:: Extract ::
# Plow wont stay up?



## ranger4327 (Nov 12, 2007)

BRAND NEW fisher plow...First time plowing today...Plow now wont stay up.... whats going on? 

will raise, but slowly comes back down......wtf ?


----------



## kimber750 (Sep 19, 2011)

What plow? Any hoses leaking?

edit

If it is new, why not take it back in for warranty work?


----------



## ranger4327 (Nov 12, 2007)

MM2 Fisher Plow.....Just happened today, will certainly be calling in a few hours and take it back if need be....just wondering what it might be beforehand....not happy at the moment !!!


----------



## kimber750 (Sep 19, 2011)

ranger4327;1376737 said:


> MM2 Fisher Plow.....Just happened today, will certainly be calling in a few hours and take it back if need be....just wondering what it might be beforehand....not happy at the moment !!!


Few things it can be,

Leaking hose

Bad/stuck S1 valve

Bad S1 coil

Wiring issue


----------



## welder1122 (Nov 11, 2011)

kimber750;1376738 said:


> Few things it can be,
> 
> Leaking hose
> 
> ...


bad lift piston to. it may not have been packed right and is leaking,

your lucky thats the only issue, a buddy of mine in nh installed one on his bosses truck last year or so, lifted it up to test it and all the weld on the head gear broke and the plow fell off the truck. fisher replaced it right away like a good company, he hooks up to the new one and the same thing happend. some one was sleeping at the factory and only tack welding.


----------



## ranger4327 (Nov 12, 2007)

it worked for a little while before not "staying up"....now the truck wont start this morning...getting power and boosted it as well. not sure if the two problems are related? could be the starter wire, need to crawl under as soon as it warms up a little bit !!!


----------



## welder1122 (Nov 11, 2011)

whats the truck your running?

:: Entries ::
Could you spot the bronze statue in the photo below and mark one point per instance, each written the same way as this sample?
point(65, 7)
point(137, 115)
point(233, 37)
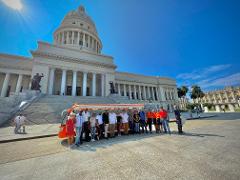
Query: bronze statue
point(35, 85)
point(112, 88)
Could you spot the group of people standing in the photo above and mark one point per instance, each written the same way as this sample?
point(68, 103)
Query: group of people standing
point(99, 125)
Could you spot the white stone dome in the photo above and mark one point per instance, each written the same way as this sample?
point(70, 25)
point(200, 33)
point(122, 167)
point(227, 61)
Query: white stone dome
point(77, 30)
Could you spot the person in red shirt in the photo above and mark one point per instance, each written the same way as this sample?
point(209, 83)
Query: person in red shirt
point(150, 117)
point(70, 128)
point(165, 120)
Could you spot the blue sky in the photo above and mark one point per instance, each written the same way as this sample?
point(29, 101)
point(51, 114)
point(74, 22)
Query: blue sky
point(194, 41)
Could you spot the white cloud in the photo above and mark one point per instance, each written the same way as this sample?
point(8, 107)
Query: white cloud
point(14, 4)
point(203, 73)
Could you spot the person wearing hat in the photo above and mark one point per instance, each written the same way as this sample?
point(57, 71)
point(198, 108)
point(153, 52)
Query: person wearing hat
point(136, 120)
point(165, 118)
point(93, 126)
point(112, 122)
point(78, 126)
point(178, 119)
point(86, 117)
point(70, 128)
point(150, 120)
point(143, 123)
point(19, 122)
point(105, 118)
point(130, 121)
point(125, 117)
point(100, 125)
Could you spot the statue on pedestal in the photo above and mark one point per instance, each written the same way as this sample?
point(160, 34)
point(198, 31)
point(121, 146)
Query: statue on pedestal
point(112, 88)
point(35, 85)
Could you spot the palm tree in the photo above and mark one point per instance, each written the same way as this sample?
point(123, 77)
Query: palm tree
point(182, 91)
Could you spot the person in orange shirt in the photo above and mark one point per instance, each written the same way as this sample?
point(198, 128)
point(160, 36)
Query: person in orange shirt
point(150, 120)
point(157, 121)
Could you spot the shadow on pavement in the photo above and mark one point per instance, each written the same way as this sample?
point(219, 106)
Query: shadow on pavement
point(104, 143)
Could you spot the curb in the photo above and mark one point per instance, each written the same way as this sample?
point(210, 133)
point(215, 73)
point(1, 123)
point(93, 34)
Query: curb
point(203, 117)
point(27, 138)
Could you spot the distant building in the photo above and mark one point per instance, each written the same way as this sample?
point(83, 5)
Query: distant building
point(227, 98)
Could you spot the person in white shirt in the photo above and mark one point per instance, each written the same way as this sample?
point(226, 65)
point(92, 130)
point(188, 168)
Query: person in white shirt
point(125, 117)
point(100, 126)
point(112, 122)
point(19, 122)
point(86, 116)
point(79, 125)
point(93, 126)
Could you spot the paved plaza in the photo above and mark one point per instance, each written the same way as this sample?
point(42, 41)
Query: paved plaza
point(209, 149)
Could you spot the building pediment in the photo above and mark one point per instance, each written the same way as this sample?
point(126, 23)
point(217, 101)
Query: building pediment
point(68, 54)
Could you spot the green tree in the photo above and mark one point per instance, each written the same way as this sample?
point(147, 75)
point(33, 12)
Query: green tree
point(182, 91)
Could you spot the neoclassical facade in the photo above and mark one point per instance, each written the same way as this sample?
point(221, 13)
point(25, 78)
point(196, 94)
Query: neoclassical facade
point(74, 66)
point(228, 97)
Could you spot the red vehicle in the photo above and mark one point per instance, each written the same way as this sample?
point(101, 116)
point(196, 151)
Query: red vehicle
point(76, 107)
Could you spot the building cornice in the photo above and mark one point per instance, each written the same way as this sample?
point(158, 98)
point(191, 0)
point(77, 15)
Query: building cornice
point(15, 57)
point(70, 59)
point(71, 49)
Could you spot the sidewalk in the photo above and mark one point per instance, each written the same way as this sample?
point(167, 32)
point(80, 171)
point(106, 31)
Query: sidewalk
point(32, 132)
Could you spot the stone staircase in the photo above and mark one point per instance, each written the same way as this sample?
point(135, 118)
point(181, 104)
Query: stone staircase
point(48, 108)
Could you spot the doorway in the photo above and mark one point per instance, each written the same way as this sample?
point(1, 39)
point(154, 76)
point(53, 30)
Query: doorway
point(69, 90)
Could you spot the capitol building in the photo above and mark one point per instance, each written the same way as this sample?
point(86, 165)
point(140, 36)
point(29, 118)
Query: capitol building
point(73, 65)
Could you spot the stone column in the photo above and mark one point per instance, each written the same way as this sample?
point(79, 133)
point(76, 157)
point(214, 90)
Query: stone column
point(231, 108)
point(119, 90)
point(144, 93)
point(72, 37)
point(135, 91)
point(84, 83)
point(130, 91)
point(78, 39)
point(157, 91)
point(19, 83)
point(226, 95)
point(124, 90)
point(5, 85)
point(63, 84)
point(67, 37)
point(148, 92)
point(51, 81)
point(94, 85)
point(139, 92)
point(206, 109)
point(62, 38)
point(74, 83)
point(163, 98)
point(84, 40)
point(102, 85)
point(88, 41)
point(217, 107)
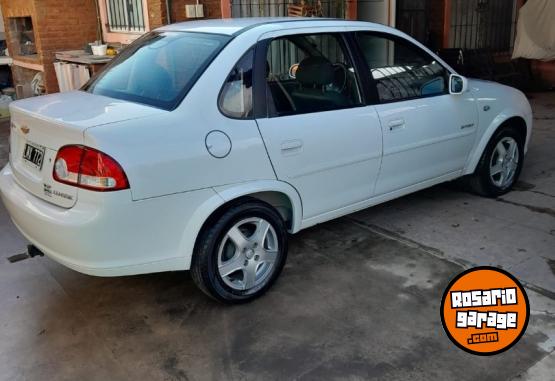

:: Instructions ::
• A. In the plow thread, switch "truck" to "pickup" throughout the part from "your lucky thats" to "only tack welding.".
• B. Translate this sentence from the plow thread into Spanish: "If it is new, why not take it back in for warranty work?"
• C. Answer these from the plow thread:
(i) What model of Fisher plow is it?
(ii) What would the truck not do in the morning?
(iii) What kind of welding does the thread blame on someone at the factory?
The rows have nothing to do with the plow thread.

:: The responses ::
• A.
your lucky thats the only issue, a buddy of mine in nh installed one on his bosses pickup last year or so, lifted it up to test it and all the weld on the head gear broke and the plow fell off the pickup. fisher replaced it right away like a good company, he hooks up to the new one and the same thing happend. some one was sleeping at the factory and only tack welding.

• B. Si es nuevo, ¿por qué no llevarlo de vuelta para que lo arreglen por la garantía?

• C.
(i) MM2
(ii) Start
(iii) Only tack welding